_Given text_
────────
Audio
- Recordings with Rudolf Schock in the Online Archive of the Österreichische Mediathek

Video
- Rudolf Schock's channel on YouTube
- Deutschland schöne Heimat mit Rudolf Schock (1969)
- Auf Schusters Rappen durchs Altmühltal mit Rudolf Schock (1974)

= Rudolf Schock =

German tenor (1915–1986)

Rudolf Johann Schock (4 September 1915 – 13 November 1986) was a German tenor.

Schock was born in Duisburg, Prussian Rhine Province. He sang a wide repertoire from operetta to Lohengrin, recording among others opera and lieder, doing television, radio and film work.

His voice fell almost into the heldentenor fach but was smaller and more ardent than many voices in that category. Schock is described by Grove as a "lyric tenor" with a warm flexible voice, and a "strong top voice" which suited him to "heroic roles". However the same source feels that his acting left something to be desired.

When he was 18 and still continuing his musical studies that took him to Cologne, Hanover and Berlin, Schock joined the opera chorus at Theater Duisburg in the city of his birth. The Staatstheater Braunschweig cast Schock in solo roles in 1937, but his career was interrupted by his being enlisted into the army in 1940. It resumed after the end of WWII in 1945 in Hanover. The following year, he appeared with two of the Berlin-based opera companies and in 1947 he joined the Hamburg State Opera where he was a member until 1956.
────────
_Records_
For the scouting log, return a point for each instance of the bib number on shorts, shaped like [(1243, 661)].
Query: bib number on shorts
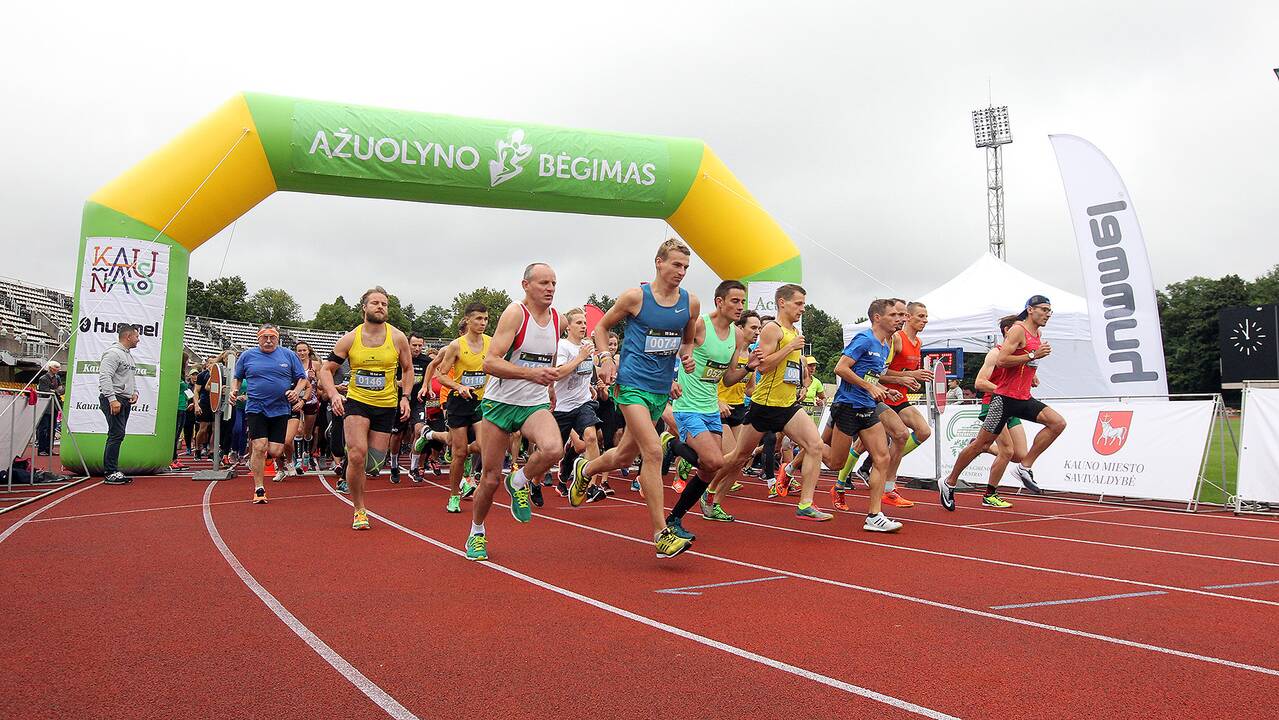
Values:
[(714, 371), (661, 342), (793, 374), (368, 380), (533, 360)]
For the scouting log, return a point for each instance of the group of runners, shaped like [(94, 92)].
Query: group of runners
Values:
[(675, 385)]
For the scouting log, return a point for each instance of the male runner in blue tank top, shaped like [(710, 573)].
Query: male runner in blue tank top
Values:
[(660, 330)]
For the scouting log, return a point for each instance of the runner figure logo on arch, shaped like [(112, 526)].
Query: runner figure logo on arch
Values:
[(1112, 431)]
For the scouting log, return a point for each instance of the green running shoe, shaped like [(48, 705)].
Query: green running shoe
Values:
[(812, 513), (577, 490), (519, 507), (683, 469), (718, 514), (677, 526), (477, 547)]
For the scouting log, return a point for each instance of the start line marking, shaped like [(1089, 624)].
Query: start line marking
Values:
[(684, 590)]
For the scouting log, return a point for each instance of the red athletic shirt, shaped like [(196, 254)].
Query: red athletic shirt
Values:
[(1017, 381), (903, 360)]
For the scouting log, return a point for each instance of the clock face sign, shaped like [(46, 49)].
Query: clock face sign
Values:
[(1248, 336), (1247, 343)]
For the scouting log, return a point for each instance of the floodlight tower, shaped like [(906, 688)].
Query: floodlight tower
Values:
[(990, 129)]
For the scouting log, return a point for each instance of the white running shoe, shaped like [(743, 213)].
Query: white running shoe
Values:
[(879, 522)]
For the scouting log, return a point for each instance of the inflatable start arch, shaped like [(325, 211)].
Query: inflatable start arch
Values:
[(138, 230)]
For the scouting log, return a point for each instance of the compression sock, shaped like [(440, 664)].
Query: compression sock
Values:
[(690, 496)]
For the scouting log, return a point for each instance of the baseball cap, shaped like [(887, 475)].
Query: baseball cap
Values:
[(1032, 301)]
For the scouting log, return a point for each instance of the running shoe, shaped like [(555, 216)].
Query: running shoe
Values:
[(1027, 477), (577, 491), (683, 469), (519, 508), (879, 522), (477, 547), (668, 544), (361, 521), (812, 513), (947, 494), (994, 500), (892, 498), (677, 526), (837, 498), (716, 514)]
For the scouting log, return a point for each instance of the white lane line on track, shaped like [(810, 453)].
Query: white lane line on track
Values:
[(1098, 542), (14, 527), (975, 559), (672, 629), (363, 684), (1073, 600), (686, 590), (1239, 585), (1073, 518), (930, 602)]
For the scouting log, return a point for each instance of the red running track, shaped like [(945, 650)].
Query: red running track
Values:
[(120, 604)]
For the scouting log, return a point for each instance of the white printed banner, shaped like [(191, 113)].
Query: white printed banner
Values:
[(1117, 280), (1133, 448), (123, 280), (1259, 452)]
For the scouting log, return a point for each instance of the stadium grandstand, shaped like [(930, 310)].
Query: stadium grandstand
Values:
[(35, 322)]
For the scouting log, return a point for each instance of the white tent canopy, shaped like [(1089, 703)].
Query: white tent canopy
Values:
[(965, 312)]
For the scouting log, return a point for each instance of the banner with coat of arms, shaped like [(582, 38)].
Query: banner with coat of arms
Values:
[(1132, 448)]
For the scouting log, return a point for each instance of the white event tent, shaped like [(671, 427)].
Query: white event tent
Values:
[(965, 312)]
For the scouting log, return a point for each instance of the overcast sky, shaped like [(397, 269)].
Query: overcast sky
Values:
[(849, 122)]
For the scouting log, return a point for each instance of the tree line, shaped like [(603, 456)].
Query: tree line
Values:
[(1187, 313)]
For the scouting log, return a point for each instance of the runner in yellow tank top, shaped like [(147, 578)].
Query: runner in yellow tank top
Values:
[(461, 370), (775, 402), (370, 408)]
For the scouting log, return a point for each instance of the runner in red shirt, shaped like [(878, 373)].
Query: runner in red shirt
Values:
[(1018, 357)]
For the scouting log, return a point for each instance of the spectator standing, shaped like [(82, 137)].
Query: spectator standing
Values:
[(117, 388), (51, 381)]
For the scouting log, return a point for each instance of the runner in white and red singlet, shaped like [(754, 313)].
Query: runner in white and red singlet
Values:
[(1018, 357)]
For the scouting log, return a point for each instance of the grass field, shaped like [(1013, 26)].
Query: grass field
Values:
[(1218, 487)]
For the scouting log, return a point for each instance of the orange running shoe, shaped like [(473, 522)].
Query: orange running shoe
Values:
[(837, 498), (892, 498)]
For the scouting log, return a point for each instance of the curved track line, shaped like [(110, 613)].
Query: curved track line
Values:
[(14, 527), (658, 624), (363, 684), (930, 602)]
────────
_Jobs_
(a) From the Rudolf Schock article, return the part that opens with the words containing "- Auf Schusters" and closes with "to be desired.".
(b) Translate this sentence from the Rudolf Schock article into French: "Rudolf Johann Schock (4 September 1915 – 13 November 1986) was a German tenor."
(c) List every four-digit year that appears in the final paragraph of the Rudolf Schock article.

_Written responses_
(a)
- Auf Schusters Rappen durchs Altmühltal mit Rudolf Schock (1974)

= Rudolf Schock =

German tenor (1915–1986)

Rudolf Johann Schock (4 September 1915 – 13 November 1986) was a German tenor.

Schock was born in Duisburg, Prussian Rhine Province. He sang a wide repertoire from operetta to Lohengrin, recording among others opera and lieder, doing television, radio and film work.

His voice fell almost into the heldentenor fach but was smaller and more ardent than many voices in that category. Schock is described by Grove as a "lyric tenor" with a warm flexible voice, and a "strong top voice" which suited him to "heroic roles". However the same source feels that his acting left something to be desired.

(b) Rudolf Johann Schock (4 septembre 1915 – 13 novembre 1986) était un ténor allemand.

(c) 1937, 1940, 1945, 1947, 1956